TASK: Update the lines below so that every "wildlife monitoring" becomes "habitat survey", and leave the rest of the text as it is.
-------- SUPPLIED DATA
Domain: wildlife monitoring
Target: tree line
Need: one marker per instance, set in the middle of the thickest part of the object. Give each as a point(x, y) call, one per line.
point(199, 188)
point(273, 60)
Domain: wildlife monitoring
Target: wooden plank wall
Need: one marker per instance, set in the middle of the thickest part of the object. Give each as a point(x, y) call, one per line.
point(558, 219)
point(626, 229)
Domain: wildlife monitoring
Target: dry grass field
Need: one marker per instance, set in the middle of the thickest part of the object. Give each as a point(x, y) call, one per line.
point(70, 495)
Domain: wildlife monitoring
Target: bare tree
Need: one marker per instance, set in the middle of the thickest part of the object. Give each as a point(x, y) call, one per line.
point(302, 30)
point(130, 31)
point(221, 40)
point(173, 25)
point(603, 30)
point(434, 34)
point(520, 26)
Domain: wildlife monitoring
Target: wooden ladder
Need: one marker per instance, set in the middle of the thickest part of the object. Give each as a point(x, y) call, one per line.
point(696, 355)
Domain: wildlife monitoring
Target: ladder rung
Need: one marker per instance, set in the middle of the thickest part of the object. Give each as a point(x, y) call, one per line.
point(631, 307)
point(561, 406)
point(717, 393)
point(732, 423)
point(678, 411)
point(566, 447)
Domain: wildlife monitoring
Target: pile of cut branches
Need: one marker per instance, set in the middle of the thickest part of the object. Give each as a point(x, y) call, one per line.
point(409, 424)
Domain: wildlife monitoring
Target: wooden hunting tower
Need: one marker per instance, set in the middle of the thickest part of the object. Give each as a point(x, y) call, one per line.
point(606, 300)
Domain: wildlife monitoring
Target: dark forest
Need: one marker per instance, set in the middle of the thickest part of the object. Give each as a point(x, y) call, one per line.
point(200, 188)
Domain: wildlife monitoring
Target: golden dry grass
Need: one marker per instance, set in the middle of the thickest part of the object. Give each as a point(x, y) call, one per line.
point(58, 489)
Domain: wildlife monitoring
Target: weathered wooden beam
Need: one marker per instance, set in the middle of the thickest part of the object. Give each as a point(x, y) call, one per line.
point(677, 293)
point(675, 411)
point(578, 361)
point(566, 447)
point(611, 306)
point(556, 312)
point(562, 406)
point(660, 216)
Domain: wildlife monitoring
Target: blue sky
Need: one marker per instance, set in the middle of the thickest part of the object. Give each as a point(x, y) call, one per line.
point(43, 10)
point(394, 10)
----------------
EXPECTED ANSWER:
Domain: habitat survey
Target: tree line
Need: one marker per instance, set in the middle of the thickest part of the object. Give each as a point(x, y) call, one per line.
point(199, 188)
point(273, 60)
Domain: habitat survey
Target: wooden plank wall
Need: one marker per instance, set in the middle of the thickest part of the object. Give each as a point(x, y) call, one per line.
point(558, 219)
point(626, 229)
Domain: habitat survey
Target: dry grass field
Need: one marker per instance, set in the middle of the thickest part of the object. Give each as a point(x, y) call, one per line.
point(70, 495)
Domain: habitat survey
Target: bare tree
Need: one marker per instance, set in the middle of the thickest part of the object. Give each as a point(x, y) call, one per line.
point(302, 30)
point(130, 31)
point(221, 40)
point(173, 25)
point(603, 30)
point(434, 34)
point(520, 26)
Domain: habitat survey
Target: wooden ladder
Need: one marker per instance, set in the middle of the thickest part of the object. Give each as a point(x, y) call, one per line.
point(696, 355)
Domain: habitat survey
Target: ladder rung
Need: one marker per instance, set in the middle of the thickest part of the object. Give each as a point(x, y) call, one per line.
point(631, 307)
point(561, 406)
point(717, 393)
point(732, 423)
point(678, 411)
point(566, 447)
Domain: habitat survey
Target: pile of cut branches
Need: one marker per instance, set in the middle of the thickest part of the object. Give each as a point(x, y) call, one per line.
point(409, 424)
Domain: habitat survey
Target: wooden hunting tower
Need: one marker per instance, set in the middle of the thickest part of the object. Give each as a point(x, y) call, one per line.
point(606, 300)
Domain: habitat survey
Target: dark forest
Need: one marker per instance, set in the middle of the thickest part of the object. Give each as a point(x, y) call, one per line.
point(200, 188)
Domain: habitat survey
Target: golden dry grass
Need: one marker per instance, set in the middle of the thickest part of the object. Give each as a point(x, y) call, one per line.
point(58, 489)
Domain: habitat survey
Target: weathered wooden beam
Need: one marker per instance, set in the middle of the thickest part of the object. Give each as a point(x, y) call, one per line.
point(677, 293)
point(675, 411)
point(578, 361)
point(566, 447)
point(611, 306)
point(556, 312)
point(562, 406)
point(660, 216)
Domain: habitat survey
Target: blue sky
Need: one marker per instance, set in the middle of the thickest part of the object. Give each as a point(x, y) call, one per line.
point(43, 10)
point(394, 10)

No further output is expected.